Source excerpt =
________________________

# considering air suspension + a bit of a sagging suspension?



## stevegos (Jun 23, 2013)

Hi. I am considering fitting air suspension to my 1998 Burstner i572 which is on a Fiat Ducato chassis (not ALKO) with leaf springs.

I have noticed that the suspension on the right side has sagged about 2cm compared to the left. Measured using the space below the stop bump (1cm on right, 3cm on the left). I'm no expert but assume the right leaf spring has sagged a little. I haven't noticed any degredation in ride when driving but would be interested to know if the 3cm gap I have on the left is normal or if that too is lower than normal.

I'm not too fussed about having an on-board compressor so a gauge and footpump attachment would suit me fine.

I hear great things about air suspension and have a few questions:

1. Does the air bag replace the leaf springs or sit along side them?
2. Do they replace the stop bump as it seems a great place for them.
3. Are they reliable? Do they burst or go down?
4. Do they smooth out the normal ride quality or just give better stability? or both?
5. Do owners have to adjust the air pressure that much or are they pretty much fit and forget?
6. Assume the air suspension is normally fitted the the rear?
7. Is this classed as a modification so need to tell insurance company?
8. Whats difference difference between air suspension and air assist?
9. Can the basis systems be fitted yourself?

There appears to be several different makes and systems around: airride, dunlop, glide rite, AS, full air, semi air, etc. What do people recommend?

Rough idea of costs for different systems?

All help greatly appreciated.

Steve


----------



## Techno100 (May 8, 2010)

http://www.motorhomefacts.com/ftopict-120435-.html


----------



## TheNomad (Aug 12, 2013)

Or as an alternative to air-assists, you could maybe consider coil spring assisters:- essentially twin coil springs that sit between the rear axle and where the rubber bump stops are at the moment - cheaper, fit and forget, but not adjustable.

I've fitted them to 2 of my previous motorhomes, ( they are a doddle to self-fit if you are a reasonable DIY mechanic) and have been really pleased with the transformation in ride height and handling.

________________________

Entries shown =
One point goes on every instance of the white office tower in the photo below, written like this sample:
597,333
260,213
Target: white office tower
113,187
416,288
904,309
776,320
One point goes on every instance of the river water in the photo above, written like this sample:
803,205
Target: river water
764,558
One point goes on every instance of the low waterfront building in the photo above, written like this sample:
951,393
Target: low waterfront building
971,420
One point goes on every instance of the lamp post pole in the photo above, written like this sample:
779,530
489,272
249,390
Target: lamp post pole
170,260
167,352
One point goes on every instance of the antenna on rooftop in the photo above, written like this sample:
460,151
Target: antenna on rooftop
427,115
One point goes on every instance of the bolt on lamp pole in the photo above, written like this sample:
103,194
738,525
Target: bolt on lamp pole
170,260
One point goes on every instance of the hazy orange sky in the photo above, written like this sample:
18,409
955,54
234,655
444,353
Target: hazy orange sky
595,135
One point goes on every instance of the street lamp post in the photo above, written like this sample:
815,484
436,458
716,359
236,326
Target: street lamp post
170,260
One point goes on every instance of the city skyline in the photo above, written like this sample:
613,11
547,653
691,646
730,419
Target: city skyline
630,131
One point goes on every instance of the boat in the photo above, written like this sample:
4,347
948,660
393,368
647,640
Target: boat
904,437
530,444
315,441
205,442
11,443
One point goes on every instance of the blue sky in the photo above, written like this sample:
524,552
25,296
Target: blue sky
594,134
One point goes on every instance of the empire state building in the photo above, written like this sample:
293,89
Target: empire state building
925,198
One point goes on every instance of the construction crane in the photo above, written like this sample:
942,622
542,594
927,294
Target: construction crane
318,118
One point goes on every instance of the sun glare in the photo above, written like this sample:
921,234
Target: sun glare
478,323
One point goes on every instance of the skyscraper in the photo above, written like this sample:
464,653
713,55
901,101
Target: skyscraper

________________________

What you will do =
[1] In the air suspension thread, what shows the first poster that the right side of the suspension has sagged about 2cm, and what does he take to be the cause? Answer in one to three sentences.
[2] Reproduce the passage of the air suspension thread between "4. Do they smooth" and "help greatly appreciated.", inclusive.

Full answers =
[1] He measured the space below the stop bump and found 1cm on the right side against 3cm on the left. He assumes from this that the right leaf spring has sagged a little.

[2]
4. Do they smooth out the normal ride quality or just give better stability? or both?
5. Do owners have to adjust the air pressure that much or are they pretty much fit and forget?
6. Assume the air suspension is normally fitted the the rear?
7. Is this classed as a modification so need to tell insurance company?
8. Whats difference difference between air suspension and air assist?
9. Can the basis systems be fitted yourself?

There appears to be several different makes and systems around: airride, dunlop, glide rite, AS, full air, semi air, etc. What do people recommend?

Rough idea of costs for different systems?

All help greatly appreciated.